SELECTED TEXT —
————————

The Britannia Mountain fire near Wheatland has consumed more than 32,000 acres, 19 structures, and cost over $2.6 million. It is only one of 47,463 wildfires this year that have burned 6,838,826 acres.
And don’t forget the smoke. It makes eyes water and throats burn far away from the fire itself. It obscures the beautiful vistas of Wyoming and is the visible residue of a massive injection of CO2 into the atmosphere.
Everybody has a stake in reducing wildfires. They make an atmosphere that no one wants to breathe but that we all must. No matter how distant from us personally, they affect us all. They waste public resources, threaten wildlife, ruin beautiful vistas and destroy the homes of our neighbors and our public infrastructure while costing billions of tax-dollars.
Western wildfires have striking parallels to cultural wildfires. These are played out in city council meetings and in school board meetings. They rage in court cases and legislative committee hearings, in letters to the editor, in obscure academic journals, and in op-eds.
Our kids encounter the flames from kindergarten classrooms to high school assemblies and university lecture halls. Unless we take the time to ask our children what they are learning we will never notice.
Cultural wildfires threaten to burn down institutions of our shared culture. Marriage, family, church and government are all threatened by the flames. Most have already been scorched.
Some are deliberately set by cultural arsonists. Others are the result of cultural carelessness. Like fires in the wilderness, we oftentimes don’t notice them until they have been burning for a while. There are so many of them that we can hardly keep track of them all.
No one is their master—not even those who started them. Cultural ideas, like fires, have a life of their own. Once let loose, they burn whatever is in their path. All you can do with either to fight or fan the flames.
Public elections ask officials to fight the cultural fires for us. That’s a good start. But there are three things we must never forget.
First, not everyone is wanting to extinguish the flames. Cultural arsonists run for public office just as surely as cultural firefighters do. We must discern the difference.
Second, not everyone who wants to extinguish the flames knows how. Just as some cultural fires are started accidentally, so also elected officials who do not understand the nature of fire may accidentally make matters worse. We should value those who study and train to be effective firefighters.
Third, once we send people in to fight the fires, they still need our support. It would be unconscionable to drop smoke jumpers into a wilderness area and pay no attention to them afterwards. Conditions on the ground are always changing and we must constantly monitor and resupply them.

————————

RECORDS SHOWN —
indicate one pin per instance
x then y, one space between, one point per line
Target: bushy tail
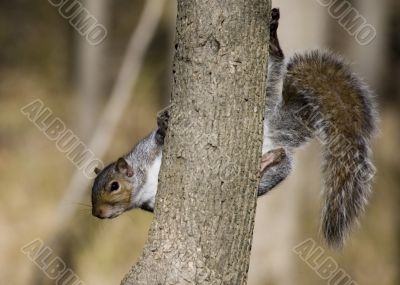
343 113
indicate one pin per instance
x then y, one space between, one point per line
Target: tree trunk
203 225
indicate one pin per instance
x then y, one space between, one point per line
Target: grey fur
313 95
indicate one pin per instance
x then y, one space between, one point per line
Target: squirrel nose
99 213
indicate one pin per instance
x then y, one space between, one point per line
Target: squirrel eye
114 186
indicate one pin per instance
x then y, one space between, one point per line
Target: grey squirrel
314 94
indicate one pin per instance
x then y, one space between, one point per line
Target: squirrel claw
272 158
275 16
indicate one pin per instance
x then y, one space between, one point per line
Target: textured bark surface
204 218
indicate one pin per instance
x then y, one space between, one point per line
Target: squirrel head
112 190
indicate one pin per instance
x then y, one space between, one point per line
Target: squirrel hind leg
276 165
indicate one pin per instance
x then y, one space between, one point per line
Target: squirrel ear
122 166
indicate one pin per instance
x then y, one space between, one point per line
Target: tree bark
204 217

————————

TASKS TO COMPLETE —
• 1. What is the Spanish for this sentence from the wildfires text: "Everybody has a stake in reducing wildfires."
• 2. Pick up the wildfires text after its last sentence and continue it.
The lines above come from a different source than the wildfires text.

TASK RESPONSES —
• 1. Todo el mundo tiene interés en reducir los incendios forestales.

• 2.
In the same way, we should be in constant contact with anybody we elect to fight the cultural fires. Without our constant support and resupply, they cannot do the job. Just because you are not on the front lines does not mean you don’t have a stake in fighting the fires.
Cultural fires scorch the land and destroy the beauty of the land. They turn once- wholesome places into toxic wastelands. Just think about how the torching of public obscenity laws has led to an internet that places every son or daughter within a single click of soul-corrupting images. We have isolated parents from any neighborly support in protecting their kids from the noxious fumes of our culture.
We also see families burned by the raging fires. Look at the children from broken homes and you will usually find that our cultural degeneration contributed to the tragedy. The cultural fires make it more difficult for well-meaning parents to protect the integrity of their own homes.
We can and should do something about this. Governments, churches and educational institutions have a direct stake in making every decision in a way that supports the home and family. At the heart of our cultural wars is a false notion that individual freedom trumps the integrity of the family.
The opposite is true. The family is the basic building block of society. Every time there is a choice between strengthening the bonds of the family and absolute individual autonomy, the family must come first.
Finally, don’t forget about the smoke. Even if your own family is preserved from the flames, even if you can keep yourself and your children away from the noxious wastelands created by our cultural fires, never forget that we all still breathe the same air.
It seeps into your home unbidden. It fills your lungs and those of your children. In time, it desensitizes you even to notice that you are breathing noxious fumes. The only way to clean the air that we all breathe, and build a healthy environment for your family, is to join hands in putting out the fires.